Written instruction:
Collect every line in the rows below that contains the word "tile", with case counting.

--

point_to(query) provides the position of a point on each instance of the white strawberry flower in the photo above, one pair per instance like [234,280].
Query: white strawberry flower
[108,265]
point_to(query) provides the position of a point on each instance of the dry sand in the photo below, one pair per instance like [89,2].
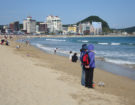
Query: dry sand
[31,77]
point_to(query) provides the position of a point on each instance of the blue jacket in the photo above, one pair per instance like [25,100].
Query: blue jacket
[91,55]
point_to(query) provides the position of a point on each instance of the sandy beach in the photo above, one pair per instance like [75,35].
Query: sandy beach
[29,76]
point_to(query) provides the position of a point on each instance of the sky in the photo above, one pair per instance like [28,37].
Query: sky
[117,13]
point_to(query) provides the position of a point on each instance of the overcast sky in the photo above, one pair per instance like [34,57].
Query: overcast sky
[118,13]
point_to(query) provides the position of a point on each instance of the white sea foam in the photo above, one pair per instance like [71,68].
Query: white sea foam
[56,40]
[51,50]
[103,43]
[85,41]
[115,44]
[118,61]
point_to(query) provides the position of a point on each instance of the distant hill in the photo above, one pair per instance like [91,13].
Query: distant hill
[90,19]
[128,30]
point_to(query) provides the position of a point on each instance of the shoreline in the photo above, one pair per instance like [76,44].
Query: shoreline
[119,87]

--

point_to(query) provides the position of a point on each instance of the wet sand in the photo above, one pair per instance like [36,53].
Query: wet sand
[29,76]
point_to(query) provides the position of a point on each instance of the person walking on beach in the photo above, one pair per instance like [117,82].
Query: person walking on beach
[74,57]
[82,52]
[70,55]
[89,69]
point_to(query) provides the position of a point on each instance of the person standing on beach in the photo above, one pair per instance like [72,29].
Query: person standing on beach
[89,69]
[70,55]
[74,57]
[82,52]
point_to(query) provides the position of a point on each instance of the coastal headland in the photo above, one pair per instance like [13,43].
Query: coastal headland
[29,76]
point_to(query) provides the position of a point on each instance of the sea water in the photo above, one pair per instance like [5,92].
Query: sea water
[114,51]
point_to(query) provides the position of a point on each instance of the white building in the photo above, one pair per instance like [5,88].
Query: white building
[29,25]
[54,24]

--

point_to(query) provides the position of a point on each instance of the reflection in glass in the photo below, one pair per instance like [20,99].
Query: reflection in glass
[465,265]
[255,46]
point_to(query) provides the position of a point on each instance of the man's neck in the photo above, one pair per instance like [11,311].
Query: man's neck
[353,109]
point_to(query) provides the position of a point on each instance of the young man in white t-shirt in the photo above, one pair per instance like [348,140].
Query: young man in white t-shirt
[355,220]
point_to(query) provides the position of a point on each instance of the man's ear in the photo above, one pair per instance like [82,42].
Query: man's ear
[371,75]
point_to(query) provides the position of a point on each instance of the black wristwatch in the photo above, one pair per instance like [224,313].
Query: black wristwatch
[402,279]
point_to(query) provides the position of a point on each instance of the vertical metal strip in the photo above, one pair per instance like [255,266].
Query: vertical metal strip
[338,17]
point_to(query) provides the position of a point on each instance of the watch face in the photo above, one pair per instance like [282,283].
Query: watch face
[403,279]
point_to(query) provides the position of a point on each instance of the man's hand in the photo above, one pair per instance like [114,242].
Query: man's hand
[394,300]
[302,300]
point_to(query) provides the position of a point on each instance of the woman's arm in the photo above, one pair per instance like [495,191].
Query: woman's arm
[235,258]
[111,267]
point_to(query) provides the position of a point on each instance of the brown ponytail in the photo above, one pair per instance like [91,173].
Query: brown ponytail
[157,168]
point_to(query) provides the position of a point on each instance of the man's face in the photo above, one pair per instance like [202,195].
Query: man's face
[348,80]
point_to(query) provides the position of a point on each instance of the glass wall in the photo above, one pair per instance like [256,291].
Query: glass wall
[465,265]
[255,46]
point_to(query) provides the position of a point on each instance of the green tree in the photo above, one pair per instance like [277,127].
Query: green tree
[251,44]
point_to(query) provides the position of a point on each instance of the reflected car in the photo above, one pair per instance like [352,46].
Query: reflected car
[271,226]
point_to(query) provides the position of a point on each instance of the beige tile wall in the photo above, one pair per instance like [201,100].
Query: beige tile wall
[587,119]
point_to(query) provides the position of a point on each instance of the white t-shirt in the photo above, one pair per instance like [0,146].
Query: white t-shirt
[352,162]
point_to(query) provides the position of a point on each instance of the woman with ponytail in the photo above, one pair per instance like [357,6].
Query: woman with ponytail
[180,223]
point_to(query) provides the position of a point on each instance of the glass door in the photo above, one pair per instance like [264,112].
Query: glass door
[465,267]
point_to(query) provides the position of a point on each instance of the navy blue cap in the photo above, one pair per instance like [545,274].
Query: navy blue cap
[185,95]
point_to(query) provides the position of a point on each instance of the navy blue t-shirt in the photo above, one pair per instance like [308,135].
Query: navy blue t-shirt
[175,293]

--

Response:
point_to(query) provides the position of a point on each instance of the beige tile wall in the photo above, one pair per instance like [201,100].
Query: beige tile wall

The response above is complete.